THE TASK: Print the listing exactly.

RECORDS:
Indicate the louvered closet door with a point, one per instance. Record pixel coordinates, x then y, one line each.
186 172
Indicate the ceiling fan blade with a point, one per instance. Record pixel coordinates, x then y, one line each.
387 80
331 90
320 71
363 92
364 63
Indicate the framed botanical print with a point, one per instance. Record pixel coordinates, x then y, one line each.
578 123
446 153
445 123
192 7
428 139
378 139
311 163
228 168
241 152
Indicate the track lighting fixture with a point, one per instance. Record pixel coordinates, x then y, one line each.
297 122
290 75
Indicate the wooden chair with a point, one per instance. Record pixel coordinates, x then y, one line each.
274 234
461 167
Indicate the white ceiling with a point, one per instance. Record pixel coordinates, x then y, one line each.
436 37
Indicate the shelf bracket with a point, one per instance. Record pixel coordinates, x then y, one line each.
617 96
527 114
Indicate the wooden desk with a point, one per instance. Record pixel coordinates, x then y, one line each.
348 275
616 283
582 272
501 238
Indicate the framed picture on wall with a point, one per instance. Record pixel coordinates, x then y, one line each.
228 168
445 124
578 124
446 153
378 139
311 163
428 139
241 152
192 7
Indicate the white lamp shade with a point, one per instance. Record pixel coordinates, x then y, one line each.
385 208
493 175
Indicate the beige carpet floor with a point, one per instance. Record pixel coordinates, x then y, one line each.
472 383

REPLY:
Indicate the louvered closet door with a point, one per instance. Record pixel coordinates, x then y, one line each.
186 172
Indicate the ceiling fan blade with a point, one per instance. Record pixel coordinates, x then y, one line each.
387 80
331 90
320 71
363 92
364 63
Indicate the framed botanical print with a point, one per instance. Record pixel coordinates, x then y, one line each.
578 123
446 153
445 123
192 7
428 139
378 139
311 163
228 168
241 152
Indicate the track lighting fixture with a point, one per instance. Record pixel coordinates, x then y, one line each.
297 122
290 75
Indicate the wooden chair with a point, one per instance. Record pixel coordinates, x then y, one line each.
274 234
461 167
Indicate the white ceiling with a point, one per instance. Record pixel coordinates, x then y, one line each.
436 37
Indicate the shelf bracket with a point, one per instance. Record pixel coordinates, x then y, one line each.
617 96
527 114
Indicate the wooden desk with a point, one per instance. Record pixel coordinates, x then y, one line each.
348 275
616 283
582 272
501 238
Indicate the framed picture on wall with a point, one per instance. Record pixel coordinates, x then y, one line each.
228 168
445 124
578 124
446 153
378 139
311 163
428 139
241 152
192 7
Indicate the white lamp shade with a point, one per instance. Record pixel coordinates, x then y, one line each.
385 208
493 175
Indicate the beige carpet floor with a point, one per instance. Record pixel coordinates, x then y, one line each.
472 383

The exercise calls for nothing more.